Problem requirements | Can you give the items from the line with "identify the windshield." up to and including the line with "[0,229,119,317]" as a numbered list, with blank lines left out?

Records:
((

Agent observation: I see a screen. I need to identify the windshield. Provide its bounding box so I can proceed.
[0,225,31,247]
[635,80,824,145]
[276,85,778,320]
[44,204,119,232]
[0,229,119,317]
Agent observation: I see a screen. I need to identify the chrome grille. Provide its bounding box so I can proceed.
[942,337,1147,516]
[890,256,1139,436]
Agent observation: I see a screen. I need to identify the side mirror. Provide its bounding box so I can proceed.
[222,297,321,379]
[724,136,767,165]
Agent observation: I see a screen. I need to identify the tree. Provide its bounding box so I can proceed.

))
((

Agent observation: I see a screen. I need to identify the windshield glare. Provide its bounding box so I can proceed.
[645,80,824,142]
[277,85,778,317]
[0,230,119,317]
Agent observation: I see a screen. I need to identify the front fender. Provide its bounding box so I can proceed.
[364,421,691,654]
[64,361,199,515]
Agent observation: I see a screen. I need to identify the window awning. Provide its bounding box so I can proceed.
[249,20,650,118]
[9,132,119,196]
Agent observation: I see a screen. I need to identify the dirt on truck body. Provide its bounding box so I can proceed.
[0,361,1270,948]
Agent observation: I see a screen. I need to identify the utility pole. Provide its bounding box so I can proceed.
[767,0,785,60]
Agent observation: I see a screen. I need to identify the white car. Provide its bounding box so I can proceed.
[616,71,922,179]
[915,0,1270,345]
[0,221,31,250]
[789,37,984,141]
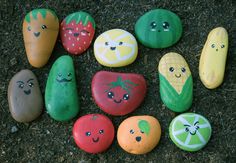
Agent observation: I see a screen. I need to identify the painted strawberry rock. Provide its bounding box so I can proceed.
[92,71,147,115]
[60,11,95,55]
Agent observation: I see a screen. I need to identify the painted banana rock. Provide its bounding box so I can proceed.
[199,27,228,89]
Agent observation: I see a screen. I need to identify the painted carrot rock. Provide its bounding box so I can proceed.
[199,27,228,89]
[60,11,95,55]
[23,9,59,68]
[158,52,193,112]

))
((

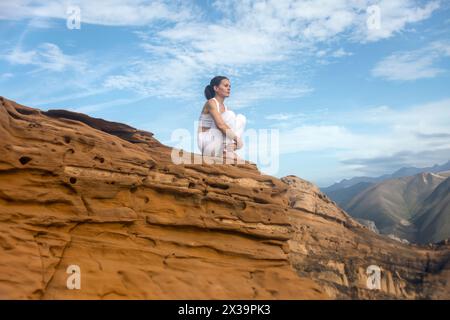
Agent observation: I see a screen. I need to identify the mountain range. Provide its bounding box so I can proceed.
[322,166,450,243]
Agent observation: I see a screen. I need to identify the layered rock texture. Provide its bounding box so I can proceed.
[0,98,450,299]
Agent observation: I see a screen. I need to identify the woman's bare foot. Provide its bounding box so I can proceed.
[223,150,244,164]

))

Solution to this problem |
1. Agent observation: I see a screen. I need to identify the windshield. Provide its bounding box so I can proceed.
2. [0,225,31,247]
3. [635,80,824,145]
4. [276,85,778,320]
5. [44,204,119,232]
6. [0,229,119,317]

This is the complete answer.